MATERIAL FOR THE TASK:
□ □ □ □

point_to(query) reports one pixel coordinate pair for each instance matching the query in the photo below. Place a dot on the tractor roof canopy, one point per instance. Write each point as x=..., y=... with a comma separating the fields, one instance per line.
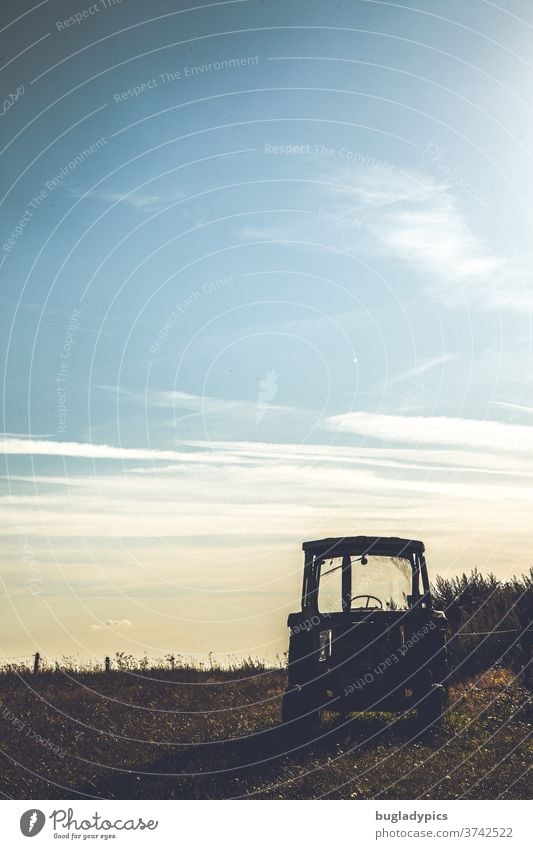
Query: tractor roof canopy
x=377, y=546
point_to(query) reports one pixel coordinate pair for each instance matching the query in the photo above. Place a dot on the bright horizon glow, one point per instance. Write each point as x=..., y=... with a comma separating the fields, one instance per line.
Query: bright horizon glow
x=267, y=278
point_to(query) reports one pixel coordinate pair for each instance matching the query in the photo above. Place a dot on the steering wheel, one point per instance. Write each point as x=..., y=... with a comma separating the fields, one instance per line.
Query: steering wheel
x=368, y=597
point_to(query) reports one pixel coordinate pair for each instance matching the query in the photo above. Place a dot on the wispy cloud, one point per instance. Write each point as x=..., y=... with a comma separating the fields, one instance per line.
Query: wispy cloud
x=518, y=408
x=423, y=367
x=472, y=434
x=112, y=623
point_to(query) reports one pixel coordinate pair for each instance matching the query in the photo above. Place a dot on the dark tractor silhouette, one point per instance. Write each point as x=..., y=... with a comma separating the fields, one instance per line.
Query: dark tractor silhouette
x=367, y=637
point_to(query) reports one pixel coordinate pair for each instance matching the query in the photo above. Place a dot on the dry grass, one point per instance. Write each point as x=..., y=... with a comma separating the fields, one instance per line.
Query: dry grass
x=188, y=733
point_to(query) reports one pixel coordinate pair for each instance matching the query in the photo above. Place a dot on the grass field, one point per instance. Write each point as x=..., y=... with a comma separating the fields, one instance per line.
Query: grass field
x=214, y=734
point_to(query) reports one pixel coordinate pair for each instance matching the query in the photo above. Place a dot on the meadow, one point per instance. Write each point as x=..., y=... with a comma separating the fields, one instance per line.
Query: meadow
x=173, y=730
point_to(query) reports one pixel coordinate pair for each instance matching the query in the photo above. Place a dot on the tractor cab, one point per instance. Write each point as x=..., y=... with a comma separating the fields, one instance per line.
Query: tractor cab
x=366, y=637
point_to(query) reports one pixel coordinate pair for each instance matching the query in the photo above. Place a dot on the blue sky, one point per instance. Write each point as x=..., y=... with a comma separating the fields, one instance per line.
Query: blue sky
x=266, y=277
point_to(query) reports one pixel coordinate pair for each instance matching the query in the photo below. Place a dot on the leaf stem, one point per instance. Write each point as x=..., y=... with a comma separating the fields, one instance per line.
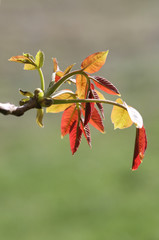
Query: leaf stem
x=54, y=86
x=66, y=101
x=41, y=79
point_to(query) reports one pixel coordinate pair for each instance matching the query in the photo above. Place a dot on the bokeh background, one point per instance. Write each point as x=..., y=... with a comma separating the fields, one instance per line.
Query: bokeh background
x=45, y=192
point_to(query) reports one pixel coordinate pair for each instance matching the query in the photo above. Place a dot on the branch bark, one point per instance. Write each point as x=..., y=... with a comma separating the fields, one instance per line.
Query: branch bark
x=11, y=109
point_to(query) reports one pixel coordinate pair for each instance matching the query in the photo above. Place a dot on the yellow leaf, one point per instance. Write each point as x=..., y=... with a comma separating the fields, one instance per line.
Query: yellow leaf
x=120, y=117
x=55, y=108
x=94, y=62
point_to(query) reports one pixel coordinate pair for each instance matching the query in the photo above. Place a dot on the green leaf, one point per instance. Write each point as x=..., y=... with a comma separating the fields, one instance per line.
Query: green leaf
x=39, y=59
x=39, y=117
x=30, y=67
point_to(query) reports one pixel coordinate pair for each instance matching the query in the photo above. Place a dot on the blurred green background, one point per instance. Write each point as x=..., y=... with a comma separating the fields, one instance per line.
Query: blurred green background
x=45, y=192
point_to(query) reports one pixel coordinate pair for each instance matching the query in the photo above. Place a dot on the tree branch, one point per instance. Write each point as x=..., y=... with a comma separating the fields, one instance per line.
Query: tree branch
x=11, y=109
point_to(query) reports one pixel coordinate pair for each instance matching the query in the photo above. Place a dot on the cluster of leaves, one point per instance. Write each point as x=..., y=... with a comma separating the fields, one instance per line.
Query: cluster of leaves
x=85, y=105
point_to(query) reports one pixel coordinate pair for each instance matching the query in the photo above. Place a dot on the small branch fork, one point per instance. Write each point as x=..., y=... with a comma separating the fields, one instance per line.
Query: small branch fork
x=11, y=109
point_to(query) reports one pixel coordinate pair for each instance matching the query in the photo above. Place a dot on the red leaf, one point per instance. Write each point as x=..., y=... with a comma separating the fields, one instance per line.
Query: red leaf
x=75, y=135
x=82, y=85
x=88, y=109
x=96, y=120
x=140, y=147
x=86, y=132
x=105, y=85
x=68, y=117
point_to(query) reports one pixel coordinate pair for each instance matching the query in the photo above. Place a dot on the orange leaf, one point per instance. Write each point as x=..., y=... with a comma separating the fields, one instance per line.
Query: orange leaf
x=68, y=117
x=140, y=147
x=105, y=85
x=94, y=62
x=86, y=132
x=81, y=84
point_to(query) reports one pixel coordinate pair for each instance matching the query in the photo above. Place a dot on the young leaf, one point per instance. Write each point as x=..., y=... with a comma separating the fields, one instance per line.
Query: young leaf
x=105, y=85
x=135, y=116
x=140, y=147
x=96, y=120
x=20, y=59
x=86, y=132
x=29, y=67
x=98, y=95
x=94, y=62
x=120, y=116
x=75, y=135
x=39, y=59
x=68, y=117
x=25, y=93
x=28, y=62
x=68, y=69
x=64, y=94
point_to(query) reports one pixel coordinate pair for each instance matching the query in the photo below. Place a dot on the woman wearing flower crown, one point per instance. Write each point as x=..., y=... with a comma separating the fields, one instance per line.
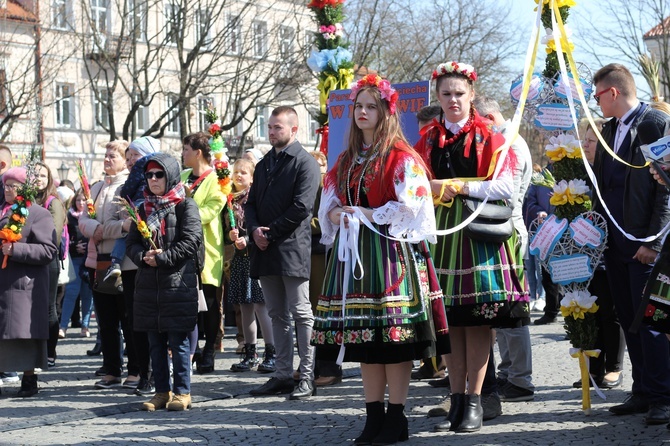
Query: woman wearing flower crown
x=378, y=307
x=482, y=281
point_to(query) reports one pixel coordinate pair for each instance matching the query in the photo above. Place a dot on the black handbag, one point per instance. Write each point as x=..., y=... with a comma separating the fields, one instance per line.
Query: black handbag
x=493, y=224
x=104, y=261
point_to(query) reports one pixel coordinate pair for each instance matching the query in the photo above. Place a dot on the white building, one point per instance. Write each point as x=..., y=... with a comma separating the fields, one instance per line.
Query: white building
x=93, y=70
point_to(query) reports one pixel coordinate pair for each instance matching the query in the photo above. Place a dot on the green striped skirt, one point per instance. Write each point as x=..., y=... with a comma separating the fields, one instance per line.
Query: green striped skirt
x=483, y=282
x=394, y=313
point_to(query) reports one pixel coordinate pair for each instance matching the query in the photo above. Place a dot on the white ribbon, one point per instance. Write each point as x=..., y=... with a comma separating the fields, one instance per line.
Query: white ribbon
x=347, y=253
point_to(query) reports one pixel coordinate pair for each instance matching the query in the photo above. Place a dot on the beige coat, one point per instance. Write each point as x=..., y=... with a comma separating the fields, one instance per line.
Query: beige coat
x=104, y=194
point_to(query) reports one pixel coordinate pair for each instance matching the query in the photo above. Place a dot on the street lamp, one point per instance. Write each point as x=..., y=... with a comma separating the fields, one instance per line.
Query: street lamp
x=63, y=171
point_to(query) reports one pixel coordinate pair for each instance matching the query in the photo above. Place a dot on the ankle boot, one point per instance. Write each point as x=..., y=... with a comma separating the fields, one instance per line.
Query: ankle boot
x=206, y=364
x=395, y=426
x=249, y=360
x=268, y=364
x=373, y=423
x=455, y=415
x=472, y=415
x=28, y=386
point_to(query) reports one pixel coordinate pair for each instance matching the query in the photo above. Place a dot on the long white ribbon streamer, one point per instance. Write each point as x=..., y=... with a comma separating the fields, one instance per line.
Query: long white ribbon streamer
x=347, y=253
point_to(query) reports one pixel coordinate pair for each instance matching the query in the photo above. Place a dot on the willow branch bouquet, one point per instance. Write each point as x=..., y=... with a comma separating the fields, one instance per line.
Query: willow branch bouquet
x=134, y=215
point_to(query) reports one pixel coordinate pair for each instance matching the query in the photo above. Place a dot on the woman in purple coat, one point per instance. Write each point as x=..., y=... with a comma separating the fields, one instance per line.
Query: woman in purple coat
x=24, y=287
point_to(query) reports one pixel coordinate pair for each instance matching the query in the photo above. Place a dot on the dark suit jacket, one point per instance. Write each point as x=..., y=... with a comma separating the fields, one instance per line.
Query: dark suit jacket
x=282, y=198
x=645, y=202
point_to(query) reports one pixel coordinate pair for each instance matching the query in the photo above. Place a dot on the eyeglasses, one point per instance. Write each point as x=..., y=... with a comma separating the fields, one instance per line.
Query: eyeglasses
x=159, y=175
x=597, y=95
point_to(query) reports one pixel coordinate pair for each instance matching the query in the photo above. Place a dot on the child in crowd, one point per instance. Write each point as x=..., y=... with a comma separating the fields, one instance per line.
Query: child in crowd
x=244, y=290
x=137, y=155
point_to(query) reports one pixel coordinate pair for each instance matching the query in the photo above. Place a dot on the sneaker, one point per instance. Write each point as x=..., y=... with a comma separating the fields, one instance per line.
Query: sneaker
x=9, y=377
x=180, y=402
x=108, y=383
x=113, y=271
x=145, y=387
x=514, y=394
x=544, y=320
x=158, y=401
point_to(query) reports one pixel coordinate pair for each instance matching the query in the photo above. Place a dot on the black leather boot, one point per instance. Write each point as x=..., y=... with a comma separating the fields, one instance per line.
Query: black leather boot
x=373, y=423
x=395, y=427
x=455, y=414
x=28, y=386
x=206, y=364
x=96, y=350
x=249, y=360
x=472, y=415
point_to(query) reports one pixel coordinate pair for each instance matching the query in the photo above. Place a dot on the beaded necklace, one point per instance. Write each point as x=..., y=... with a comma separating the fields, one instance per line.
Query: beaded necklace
x=360, y=159
x=464, y=129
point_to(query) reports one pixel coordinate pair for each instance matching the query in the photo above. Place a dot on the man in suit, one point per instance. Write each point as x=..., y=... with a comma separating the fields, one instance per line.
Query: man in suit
x=638, y=205
x=279, y=213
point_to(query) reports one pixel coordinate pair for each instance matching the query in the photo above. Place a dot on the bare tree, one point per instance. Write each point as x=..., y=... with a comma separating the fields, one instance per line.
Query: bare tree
x=624, y=36
x=405, y=39
x=26, y=66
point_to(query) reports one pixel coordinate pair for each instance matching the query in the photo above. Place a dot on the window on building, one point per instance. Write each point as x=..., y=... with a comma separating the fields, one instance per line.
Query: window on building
x=234, y=34
x=203, y=26
x=262, y=123
x=61, y=14
x=260, y=34
x=64, y=105
x=141, y=118
x=173, y=113
x=137, y=19
x=203, y=105
x=101, y=99
x=99, y=17
x=172, y=22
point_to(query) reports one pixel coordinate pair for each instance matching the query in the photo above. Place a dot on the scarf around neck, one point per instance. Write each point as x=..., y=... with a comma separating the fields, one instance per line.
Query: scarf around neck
x=157, y=207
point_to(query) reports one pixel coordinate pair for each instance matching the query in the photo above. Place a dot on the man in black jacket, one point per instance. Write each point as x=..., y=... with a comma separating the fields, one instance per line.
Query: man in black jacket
x=278, y=213
x=633, y=201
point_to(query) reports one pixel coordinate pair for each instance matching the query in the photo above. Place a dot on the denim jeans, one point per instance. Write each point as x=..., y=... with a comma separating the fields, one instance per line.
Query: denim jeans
x=73, y=289
x=179, y=344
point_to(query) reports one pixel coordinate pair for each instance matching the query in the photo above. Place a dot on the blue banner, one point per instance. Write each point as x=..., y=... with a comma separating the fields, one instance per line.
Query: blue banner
x=412, y=97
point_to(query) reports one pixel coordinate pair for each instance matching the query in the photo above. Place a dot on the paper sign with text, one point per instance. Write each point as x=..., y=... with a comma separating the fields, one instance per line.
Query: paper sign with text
x=412, y=97
x=585, y=233
x=547, y=235
x=554, y=117
x=570, y=268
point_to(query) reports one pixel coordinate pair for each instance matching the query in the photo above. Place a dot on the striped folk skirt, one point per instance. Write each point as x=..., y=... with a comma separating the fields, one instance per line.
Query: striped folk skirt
x=483, y=282
x=393, y=313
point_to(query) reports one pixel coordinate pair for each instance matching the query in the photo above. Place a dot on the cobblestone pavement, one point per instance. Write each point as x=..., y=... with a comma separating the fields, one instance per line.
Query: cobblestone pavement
x=69, y=411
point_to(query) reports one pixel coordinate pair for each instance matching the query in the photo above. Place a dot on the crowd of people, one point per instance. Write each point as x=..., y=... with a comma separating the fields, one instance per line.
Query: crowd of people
x=361, y=261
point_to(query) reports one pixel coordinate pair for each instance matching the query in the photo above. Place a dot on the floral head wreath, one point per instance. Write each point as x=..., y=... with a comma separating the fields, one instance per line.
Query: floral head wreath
x=387, y=92
x=455, y=67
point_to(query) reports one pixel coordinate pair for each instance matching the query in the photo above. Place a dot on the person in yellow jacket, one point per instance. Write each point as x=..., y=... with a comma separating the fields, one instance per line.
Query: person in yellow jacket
x=202, y=185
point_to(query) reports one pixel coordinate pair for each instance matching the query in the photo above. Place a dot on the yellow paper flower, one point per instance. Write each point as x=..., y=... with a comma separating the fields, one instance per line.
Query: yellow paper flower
x=564, y=145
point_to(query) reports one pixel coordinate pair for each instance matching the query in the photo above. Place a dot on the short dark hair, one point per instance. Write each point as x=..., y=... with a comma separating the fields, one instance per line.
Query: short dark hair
x=199, y=141
x=616, y=75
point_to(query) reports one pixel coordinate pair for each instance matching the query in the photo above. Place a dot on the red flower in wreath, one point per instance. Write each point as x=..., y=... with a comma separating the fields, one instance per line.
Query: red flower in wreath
x=649, y=312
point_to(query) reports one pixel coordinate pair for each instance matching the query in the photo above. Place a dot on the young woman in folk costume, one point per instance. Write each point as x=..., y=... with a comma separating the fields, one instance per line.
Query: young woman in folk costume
x=383, y=308
x=482, y=281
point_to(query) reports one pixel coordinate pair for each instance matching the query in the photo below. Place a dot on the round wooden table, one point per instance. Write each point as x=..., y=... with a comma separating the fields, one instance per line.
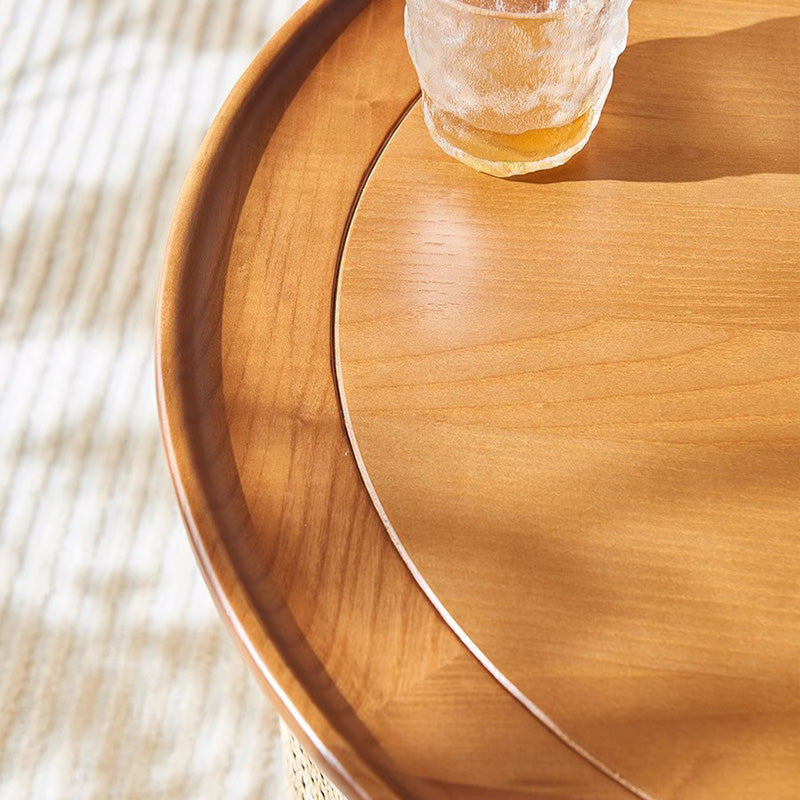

□ □ □ □

Given the records above, reproduce precisely and only the lines between the line holding "Query: branch bark" and the line holding "on the blurred", inclusive.

Query: branch bark
x=11, y=109
point_to(query) reports one pixel coordinate pair for each instance matching the query in the photo above. Place a dot on the yellow leaf, one point per instance. Write each point as x=..., y=... with a comma separating the fields, one instance per line.
Query: yellow leaf
x=120, y=117
x=55, y=108
x=94, y=62
point_to(query) reports one pixel coordinate pair for each instance matching the query in the photo above. Place a dot on the green leaf, one point per instance. Write each point as x=..., y=... with a comma separating the fields, one instance per line.
Query: green leaf
x=39, y=59
x=39, y=117
x=30, y=67
point_to(query) reports one pixel coordinate pair for each instance matching the query in the photo above. Place a dot on the blurred green background, one point per instance. Write each point as x=..., y=... with a comma separating the fields, one instance per line.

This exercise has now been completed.